_GOAL OF THE EXERCISE:_ Could you copy out the entries from the line with "Q: Find one point on every instance of the green vegetation" through the end of the entries, changing "horizon" to "skyline" and leaving everything else as it is?

[BEGIN PROVIDED DATA]

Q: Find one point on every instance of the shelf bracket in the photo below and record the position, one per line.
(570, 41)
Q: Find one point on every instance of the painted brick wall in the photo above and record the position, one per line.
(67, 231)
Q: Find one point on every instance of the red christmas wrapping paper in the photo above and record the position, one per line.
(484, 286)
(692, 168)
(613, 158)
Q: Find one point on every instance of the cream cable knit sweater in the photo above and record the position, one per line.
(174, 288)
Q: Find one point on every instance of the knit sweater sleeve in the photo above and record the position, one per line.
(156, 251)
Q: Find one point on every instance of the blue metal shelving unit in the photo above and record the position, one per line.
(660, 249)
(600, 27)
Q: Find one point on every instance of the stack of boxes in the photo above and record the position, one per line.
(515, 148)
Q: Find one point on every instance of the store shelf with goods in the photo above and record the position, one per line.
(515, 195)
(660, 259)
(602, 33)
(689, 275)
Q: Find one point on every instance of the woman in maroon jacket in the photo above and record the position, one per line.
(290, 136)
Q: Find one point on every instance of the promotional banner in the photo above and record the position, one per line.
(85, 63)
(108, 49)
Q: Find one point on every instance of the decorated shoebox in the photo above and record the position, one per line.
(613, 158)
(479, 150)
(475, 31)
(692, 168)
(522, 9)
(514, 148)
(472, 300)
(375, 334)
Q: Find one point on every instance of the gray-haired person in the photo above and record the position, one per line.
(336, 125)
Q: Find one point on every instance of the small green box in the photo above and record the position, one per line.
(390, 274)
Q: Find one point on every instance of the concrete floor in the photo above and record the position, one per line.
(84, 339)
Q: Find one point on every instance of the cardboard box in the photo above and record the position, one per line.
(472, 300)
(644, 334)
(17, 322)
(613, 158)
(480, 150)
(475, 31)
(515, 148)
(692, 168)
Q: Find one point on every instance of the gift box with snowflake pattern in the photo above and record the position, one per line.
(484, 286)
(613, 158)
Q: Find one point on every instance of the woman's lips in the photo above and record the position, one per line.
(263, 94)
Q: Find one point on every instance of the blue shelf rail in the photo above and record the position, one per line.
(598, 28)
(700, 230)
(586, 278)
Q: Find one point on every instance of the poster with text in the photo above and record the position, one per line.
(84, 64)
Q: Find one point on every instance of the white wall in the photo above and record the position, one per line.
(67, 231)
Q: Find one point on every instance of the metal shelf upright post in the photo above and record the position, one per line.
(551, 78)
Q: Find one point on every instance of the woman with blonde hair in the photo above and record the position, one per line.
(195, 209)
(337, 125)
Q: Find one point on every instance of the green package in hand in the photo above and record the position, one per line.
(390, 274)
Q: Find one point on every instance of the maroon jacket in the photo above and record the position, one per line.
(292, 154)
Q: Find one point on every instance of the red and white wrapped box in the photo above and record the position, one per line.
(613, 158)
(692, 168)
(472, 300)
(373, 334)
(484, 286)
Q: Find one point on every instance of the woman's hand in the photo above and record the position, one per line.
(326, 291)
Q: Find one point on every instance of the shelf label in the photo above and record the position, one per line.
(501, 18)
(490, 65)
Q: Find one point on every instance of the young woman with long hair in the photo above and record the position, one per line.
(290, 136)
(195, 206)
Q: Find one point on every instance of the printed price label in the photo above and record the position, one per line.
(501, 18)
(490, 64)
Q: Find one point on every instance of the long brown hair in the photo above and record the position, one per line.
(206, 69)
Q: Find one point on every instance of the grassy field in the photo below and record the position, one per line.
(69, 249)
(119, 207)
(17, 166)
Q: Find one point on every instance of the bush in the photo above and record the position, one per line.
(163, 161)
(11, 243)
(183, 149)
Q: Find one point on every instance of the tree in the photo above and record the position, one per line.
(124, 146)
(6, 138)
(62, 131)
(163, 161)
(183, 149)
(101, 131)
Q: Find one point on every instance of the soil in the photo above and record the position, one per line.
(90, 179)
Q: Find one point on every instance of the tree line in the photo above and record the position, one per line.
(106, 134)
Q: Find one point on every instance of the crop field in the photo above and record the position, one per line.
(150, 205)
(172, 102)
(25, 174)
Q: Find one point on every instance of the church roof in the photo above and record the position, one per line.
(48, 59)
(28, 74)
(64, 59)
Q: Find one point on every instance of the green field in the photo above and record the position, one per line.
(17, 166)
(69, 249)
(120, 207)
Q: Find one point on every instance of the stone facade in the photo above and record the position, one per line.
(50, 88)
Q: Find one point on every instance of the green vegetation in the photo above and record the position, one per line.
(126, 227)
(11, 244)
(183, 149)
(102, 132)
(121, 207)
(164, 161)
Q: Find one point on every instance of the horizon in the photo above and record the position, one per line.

[END PROVIDED DATA]

_REPLY:_
Q: Find one point on every instance of the green vegetation in the photo above and record the position, one per line.
(126, 227)
(11, 244)
(183, 149)
(102, 132)
(121, 207)
(164, 161)
Q: Find one point on every instance of the skyline in the photo above and record the position, one per line.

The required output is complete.